+++ Excerpted text

In 1974 and 1975, he was transferred to Brooklyn, New York, with the rank of Ship Superintendent in the Office of the Assistant Secretary of the Navy, Supervisor of Ships, which allowed him to take a two-year postgraduate research position at the Polytechnic Institute New York. In 1976 and 1977, he moved to Washington, D.C., where he did further postgraduate research at George Washington University while stationed at the Defense Command Engineering Center in Reston, Virginia. Having concluded his studies, he was promoted to Program Manager at the Naval Sea Systems Command, still in the Washington D.C. area. 1980 saw a return to Yokosuka, Japan, as the electronics officer of the USS Blue Ridge (LCC-19), which had just been designated the new flagship of the Seventh Fleet. In this four-year posting, he was responsible for providing command, control, communications, computers, and intelligence (C4I) support to the commander and staff of the United States Seventh Fleet, and he enjoyed a steady series of promotions.

In 1983, he was given an academic posting as chair of the electrical engineering department in Maury Hall of the United States Naval Academy in Annapolis, Maryland. Here, he was promoted to his final rank, Commander, in 1984, and met his fellow professor Carol Elise Albert, whom he would marry the following year. In 1985, he was made program manager of the newly-formed Naval Space Command in Dahlgren, Virginia, and he remained in this position until 1988, when he took his final operational duty role as combat system inspector in the Board of Inspection and Survey. During the summers of 1985 and 1986, he also served as a faculty fellow at the NASA Goddard Space Flight Center, in Greenbelt, Maryland. Bruninga retired from active naval duty in 1990, with a brief stint building satellites at Bendix from 1990-1992, before beginning the most notable phase of his career, launching amateur digital radio satellites.

===Marriage and children===
Bruninga was married to Naval Academy astronomy professor Carol Elise Albert on May 4, 1985, and the couple had two children, Elizabeth Ann ("Bethann") Bruninga (WE4APR) and Andrew John ("A.J.") Bruninga (WA4APR).

===Death===
Bruninga revealed in December 2020 that he had been diagnosed with sarcoma two weeks after his retirement from the Navy. He died on February 7, 2022, from complications of sarcoma and the long-term effects of COVID-19.

==Philosophy and activism==
Bruninga was a lifelong pragmatic environmentalist, advocating for and exemplarizing energy-neutral and carbon-neutral living at a personal level, and energy independence as a national defense policy. Throughout his career, he built and drove solar-powered electric vehicles, and lived in an exclusively solar-powered home. He was also brought together groups of amateur radio enthusiasts on many projects and recurring events, such as Appalachian Trail Golden Packet. A radio relay from Georgia to Maine which has occurred on the third Saturday of each July since 2009.

++++++
+++ Extracted records

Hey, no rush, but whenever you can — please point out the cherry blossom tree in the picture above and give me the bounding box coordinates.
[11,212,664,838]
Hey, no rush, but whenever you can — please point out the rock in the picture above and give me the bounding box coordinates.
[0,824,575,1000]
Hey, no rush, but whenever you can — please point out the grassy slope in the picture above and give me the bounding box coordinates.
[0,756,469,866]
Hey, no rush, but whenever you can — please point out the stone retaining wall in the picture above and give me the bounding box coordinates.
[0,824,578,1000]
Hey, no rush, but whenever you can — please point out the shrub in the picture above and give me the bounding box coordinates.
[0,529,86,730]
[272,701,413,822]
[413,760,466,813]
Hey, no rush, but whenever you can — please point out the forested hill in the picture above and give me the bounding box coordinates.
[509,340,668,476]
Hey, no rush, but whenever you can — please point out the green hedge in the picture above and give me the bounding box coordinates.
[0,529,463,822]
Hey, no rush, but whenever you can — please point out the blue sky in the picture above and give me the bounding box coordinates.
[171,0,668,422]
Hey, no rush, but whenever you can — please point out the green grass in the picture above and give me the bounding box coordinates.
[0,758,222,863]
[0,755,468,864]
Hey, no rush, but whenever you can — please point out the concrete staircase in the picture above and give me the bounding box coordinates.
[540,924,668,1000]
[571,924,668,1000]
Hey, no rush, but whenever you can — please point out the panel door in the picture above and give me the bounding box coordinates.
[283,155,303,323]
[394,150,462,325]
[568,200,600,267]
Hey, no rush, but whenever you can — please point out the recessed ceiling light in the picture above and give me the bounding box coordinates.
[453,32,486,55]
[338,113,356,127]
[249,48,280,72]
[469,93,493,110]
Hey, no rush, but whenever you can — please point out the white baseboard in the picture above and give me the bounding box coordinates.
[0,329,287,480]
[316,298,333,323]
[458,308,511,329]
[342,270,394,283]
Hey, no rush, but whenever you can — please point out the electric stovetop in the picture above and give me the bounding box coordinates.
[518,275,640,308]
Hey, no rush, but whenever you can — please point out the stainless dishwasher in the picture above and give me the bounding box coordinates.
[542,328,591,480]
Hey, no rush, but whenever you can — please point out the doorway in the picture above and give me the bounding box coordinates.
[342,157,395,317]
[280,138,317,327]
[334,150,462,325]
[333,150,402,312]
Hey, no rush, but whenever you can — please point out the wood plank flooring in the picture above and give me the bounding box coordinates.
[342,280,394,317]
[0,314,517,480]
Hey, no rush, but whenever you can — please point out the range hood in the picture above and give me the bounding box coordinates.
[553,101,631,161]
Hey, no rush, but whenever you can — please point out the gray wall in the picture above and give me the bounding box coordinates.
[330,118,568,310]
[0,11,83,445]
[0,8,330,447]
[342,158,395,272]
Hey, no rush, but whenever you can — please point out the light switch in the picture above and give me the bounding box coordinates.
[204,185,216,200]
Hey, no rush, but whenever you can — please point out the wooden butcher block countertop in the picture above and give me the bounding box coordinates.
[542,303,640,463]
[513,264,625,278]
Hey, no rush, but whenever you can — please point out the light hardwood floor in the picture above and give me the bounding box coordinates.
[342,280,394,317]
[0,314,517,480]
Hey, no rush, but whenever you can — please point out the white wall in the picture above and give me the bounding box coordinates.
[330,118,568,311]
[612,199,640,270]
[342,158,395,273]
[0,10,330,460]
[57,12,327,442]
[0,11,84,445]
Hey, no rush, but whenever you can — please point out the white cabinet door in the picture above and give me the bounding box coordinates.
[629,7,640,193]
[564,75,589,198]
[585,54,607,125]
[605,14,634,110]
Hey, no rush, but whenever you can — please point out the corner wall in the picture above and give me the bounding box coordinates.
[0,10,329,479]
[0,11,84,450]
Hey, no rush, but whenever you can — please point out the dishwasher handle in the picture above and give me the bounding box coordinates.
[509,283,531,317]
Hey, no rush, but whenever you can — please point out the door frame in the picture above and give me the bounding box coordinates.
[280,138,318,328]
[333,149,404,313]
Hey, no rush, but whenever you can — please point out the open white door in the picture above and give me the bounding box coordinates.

++++++

Instructions to follow
According to the Bruninga biography, what ship did he serve on as electronics officer starting in 1980? The rows come from a separate source.

Your solution
The USS Blue Ridge (LCC-19).